▸ WHAT IS NEEDED
Identify each line in the items below that contains the word "edges" and copy it in full; matching is case-sensitive.

▸ DATA PROVIDED
○ ○ ○

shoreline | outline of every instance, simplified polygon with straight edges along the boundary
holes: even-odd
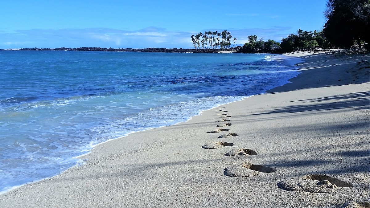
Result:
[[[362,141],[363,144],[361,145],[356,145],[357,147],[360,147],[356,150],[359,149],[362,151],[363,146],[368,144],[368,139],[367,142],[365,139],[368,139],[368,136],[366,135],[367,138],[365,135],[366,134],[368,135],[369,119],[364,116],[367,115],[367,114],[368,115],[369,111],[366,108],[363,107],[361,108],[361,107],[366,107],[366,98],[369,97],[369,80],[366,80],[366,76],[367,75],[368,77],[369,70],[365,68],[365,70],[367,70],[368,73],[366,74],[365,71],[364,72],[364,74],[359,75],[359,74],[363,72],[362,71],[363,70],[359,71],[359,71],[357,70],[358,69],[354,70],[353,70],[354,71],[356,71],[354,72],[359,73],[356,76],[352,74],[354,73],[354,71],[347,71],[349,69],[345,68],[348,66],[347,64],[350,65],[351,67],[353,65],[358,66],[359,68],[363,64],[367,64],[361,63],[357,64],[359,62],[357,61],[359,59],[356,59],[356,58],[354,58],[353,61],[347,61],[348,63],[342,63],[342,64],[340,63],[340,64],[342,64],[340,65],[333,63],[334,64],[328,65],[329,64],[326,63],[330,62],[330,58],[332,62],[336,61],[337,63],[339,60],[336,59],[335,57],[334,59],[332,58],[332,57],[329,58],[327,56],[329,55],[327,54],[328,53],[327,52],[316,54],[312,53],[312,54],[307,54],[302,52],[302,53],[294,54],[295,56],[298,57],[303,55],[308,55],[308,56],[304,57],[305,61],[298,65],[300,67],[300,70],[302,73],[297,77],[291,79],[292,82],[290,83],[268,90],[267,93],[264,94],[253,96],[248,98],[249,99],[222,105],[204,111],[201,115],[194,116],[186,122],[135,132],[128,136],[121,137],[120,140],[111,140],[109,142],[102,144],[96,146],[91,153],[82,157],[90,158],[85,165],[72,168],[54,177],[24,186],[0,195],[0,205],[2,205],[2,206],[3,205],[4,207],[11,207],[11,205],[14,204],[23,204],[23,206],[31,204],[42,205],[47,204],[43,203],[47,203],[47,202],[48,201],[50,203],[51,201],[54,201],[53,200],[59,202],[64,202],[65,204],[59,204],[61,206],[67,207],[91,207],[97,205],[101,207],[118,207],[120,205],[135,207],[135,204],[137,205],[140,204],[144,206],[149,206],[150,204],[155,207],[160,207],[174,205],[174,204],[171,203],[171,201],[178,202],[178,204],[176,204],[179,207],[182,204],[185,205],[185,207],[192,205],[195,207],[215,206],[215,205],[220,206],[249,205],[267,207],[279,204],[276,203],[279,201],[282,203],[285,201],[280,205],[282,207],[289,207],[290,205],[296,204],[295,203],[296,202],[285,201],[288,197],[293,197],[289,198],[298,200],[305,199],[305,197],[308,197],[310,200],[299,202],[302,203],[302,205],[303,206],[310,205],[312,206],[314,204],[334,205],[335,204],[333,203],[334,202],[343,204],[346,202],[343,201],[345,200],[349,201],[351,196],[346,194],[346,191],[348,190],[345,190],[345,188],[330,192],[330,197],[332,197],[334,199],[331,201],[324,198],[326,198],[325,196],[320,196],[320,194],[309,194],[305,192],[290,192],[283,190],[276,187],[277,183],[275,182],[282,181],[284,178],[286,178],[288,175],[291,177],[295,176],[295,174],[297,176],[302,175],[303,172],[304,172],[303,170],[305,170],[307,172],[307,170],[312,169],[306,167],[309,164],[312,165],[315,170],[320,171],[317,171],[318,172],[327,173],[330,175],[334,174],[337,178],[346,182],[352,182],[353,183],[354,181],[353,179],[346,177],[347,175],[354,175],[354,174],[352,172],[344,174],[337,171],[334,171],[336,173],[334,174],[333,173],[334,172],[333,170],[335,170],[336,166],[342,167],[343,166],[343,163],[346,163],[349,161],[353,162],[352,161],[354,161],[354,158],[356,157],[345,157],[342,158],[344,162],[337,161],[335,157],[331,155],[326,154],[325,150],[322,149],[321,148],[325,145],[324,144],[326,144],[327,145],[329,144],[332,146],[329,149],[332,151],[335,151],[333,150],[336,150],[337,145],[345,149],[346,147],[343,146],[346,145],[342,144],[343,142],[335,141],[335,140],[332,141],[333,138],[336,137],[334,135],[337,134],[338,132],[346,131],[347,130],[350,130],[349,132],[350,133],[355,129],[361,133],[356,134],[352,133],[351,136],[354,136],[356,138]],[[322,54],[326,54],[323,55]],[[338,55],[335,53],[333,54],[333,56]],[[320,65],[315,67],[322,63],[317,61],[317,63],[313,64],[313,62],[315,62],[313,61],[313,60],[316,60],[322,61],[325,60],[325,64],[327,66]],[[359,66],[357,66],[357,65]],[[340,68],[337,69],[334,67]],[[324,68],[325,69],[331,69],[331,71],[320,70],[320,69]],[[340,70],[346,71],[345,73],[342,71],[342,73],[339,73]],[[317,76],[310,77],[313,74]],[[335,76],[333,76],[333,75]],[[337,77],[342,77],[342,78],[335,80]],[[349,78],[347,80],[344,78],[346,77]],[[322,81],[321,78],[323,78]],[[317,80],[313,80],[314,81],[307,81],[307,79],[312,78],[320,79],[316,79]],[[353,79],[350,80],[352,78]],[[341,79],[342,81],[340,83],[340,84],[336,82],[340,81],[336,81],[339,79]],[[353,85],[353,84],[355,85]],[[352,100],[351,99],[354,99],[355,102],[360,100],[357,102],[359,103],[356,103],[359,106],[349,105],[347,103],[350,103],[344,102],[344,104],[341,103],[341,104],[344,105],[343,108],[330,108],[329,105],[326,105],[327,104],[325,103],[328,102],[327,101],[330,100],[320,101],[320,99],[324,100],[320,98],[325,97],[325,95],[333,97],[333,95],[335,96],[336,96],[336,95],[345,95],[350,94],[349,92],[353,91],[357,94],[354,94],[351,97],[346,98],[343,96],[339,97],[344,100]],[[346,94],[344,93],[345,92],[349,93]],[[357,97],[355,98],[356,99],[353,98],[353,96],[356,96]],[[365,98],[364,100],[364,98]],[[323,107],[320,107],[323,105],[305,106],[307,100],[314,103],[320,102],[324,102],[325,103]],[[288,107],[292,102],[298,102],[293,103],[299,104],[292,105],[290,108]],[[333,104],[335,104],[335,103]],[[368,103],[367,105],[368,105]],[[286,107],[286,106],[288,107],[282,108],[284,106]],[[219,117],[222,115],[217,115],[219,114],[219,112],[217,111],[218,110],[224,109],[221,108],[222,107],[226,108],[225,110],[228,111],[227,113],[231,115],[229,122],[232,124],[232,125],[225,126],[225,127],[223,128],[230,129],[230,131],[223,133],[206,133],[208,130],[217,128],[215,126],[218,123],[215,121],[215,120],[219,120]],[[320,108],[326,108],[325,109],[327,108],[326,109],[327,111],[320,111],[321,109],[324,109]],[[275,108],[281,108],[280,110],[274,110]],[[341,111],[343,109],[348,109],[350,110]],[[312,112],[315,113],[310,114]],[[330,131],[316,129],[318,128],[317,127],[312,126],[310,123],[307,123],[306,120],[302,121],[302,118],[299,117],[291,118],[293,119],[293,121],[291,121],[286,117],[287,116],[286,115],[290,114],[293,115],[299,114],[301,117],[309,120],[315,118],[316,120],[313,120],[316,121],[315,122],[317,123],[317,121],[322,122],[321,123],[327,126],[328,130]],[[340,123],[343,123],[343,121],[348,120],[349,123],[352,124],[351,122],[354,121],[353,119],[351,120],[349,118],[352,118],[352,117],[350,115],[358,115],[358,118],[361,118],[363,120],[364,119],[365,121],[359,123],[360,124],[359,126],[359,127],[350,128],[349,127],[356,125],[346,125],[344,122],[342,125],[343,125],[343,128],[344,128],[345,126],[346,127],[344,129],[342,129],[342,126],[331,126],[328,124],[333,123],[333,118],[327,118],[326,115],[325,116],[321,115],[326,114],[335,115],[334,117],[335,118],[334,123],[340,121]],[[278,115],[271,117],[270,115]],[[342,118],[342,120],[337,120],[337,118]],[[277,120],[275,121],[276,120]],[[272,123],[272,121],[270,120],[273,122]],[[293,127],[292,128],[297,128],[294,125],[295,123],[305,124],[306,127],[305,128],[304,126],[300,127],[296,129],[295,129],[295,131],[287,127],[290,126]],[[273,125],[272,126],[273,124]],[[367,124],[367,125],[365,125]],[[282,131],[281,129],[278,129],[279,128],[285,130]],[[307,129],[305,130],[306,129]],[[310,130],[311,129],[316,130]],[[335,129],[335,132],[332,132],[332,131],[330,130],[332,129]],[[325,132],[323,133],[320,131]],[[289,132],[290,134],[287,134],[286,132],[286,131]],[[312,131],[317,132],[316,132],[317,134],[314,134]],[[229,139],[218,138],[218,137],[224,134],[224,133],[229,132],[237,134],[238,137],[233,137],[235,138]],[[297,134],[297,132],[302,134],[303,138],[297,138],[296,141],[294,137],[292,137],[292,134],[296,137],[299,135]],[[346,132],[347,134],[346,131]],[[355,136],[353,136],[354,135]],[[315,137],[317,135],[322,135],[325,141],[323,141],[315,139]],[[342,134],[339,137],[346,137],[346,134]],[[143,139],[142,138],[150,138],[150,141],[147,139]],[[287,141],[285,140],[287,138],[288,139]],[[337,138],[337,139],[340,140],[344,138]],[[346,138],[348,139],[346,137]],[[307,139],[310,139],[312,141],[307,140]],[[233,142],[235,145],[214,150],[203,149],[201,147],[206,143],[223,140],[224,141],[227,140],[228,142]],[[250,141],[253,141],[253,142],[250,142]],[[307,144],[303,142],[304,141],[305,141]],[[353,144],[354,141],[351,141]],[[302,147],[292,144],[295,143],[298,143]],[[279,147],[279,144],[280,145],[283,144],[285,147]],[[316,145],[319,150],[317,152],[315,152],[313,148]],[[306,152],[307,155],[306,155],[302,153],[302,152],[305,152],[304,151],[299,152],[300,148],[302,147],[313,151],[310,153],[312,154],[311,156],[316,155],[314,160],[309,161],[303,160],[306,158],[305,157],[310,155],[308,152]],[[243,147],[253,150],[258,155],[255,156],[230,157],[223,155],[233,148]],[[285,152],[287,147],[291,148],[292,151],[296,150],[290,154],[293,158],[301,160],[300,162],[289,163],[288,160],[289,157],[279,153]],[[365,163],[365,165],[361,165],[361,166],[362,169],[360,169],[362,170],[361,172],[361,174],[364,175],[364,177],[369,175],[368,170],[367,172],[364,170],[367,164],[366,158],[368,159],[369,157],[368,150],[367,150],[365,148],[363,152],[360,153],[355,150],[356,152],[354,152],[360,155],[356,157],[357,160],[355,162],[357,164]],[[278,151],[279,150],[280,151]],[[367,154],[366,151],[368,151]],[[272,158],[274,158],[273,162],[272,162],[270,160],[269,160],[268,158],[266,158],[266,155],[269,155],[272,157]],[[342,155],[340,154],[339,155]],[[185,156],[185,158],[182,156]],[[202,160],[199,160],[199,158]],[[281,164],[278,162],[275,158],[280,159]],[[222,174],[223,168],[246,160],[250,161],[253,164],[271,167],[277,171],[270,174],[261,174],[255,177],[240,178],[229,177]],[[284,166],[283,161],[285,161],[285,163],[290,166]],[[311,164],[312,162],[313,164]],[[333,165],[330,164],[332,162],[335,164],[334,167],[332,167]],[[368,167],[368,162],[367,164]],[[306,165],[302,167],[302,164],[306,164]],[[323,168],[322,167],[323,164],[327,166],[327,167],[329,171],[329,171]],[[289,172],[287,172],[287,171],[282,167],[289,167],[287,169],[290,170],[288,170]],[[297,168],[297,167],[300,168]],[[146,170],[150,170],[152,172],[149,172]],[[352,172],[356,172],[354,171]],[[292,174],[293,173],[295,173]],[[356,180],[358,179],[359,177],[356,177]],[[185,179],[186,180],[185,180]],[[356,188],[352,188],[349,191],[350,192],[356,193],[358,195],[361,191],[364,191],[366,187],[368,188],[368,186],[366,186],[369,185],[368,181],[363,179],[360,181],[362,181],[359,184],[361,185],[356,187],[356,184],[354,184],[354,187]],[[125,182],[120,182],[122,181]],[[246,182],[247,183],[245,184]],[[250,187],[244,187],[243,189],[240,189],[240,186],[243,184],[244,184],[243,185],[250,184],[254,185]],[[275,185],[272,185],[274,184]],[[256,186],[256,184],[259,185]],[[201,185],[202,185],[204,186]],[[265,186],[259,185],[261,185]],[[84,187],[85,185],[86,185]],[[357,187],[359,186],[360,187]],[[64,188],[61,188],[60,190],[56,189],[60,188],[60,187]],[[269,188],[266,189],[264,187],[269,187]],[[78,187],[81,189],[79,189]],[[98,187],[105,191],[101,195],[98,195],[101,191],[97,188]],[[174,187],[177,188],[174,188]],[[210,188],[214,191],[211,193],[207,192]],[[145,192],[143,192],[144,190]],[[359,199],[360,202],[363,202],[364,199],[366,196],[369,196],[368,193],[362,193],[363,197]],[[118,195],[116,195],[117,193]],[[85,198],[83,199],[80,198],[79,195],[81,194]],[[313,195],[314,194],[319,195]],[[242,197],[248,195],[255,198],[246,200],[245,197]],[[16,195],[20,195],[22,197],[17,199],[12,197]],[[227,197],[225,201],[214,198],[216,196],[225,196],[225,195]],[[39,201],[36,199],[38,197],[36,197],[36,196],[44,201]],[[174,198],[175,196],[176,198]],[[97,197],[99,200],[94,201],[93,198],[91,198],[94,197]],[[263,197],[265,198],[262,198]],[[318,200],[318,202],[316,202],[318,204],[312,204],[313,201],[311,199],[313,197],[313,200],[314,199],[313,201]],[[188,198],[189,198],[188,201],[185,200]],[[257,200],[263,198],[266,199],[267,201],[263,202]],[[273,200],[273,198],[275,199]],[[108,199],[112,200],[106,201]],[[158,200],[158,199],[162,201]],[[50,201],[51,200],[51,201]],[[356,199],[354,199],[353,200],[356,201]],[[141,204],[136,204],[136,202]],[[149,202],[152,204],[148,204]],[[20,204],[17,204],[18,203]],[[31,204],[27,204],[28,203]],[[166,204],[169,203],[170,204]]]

○ ○ ○

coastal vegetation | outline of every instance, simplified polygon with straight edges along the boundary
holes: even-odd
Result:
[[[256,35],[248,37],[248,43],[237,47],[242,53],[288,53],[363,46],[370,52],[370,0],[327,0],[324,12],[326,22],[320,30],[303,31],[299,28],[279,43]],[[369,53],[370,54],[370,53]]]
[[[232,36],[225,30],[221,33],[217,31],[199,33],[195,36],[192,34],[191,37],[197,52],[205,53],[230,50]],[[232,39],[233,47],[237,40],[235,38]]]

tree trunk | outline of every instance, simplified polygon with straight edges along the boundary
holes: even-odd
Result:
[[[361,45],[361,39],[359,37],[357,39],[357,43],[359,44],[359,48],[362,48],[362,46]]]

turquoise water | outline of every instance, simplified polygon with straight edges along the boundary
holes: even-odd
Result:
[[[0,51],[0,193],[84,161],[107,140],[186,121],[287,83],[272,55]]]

○ ○ ○

▸ TASK SOLUTION
shoreline | outline of every instance, simplified polygon with straight edges along the boundary
coastal vegetation | outline of every instance, simplified polygon with straight edges along the boundary
tree trunk | outline of every instance, simplified polygon with straight edges along the boundary
turquoise water | outline of every instance, simplified polygon with straight edges along the boundary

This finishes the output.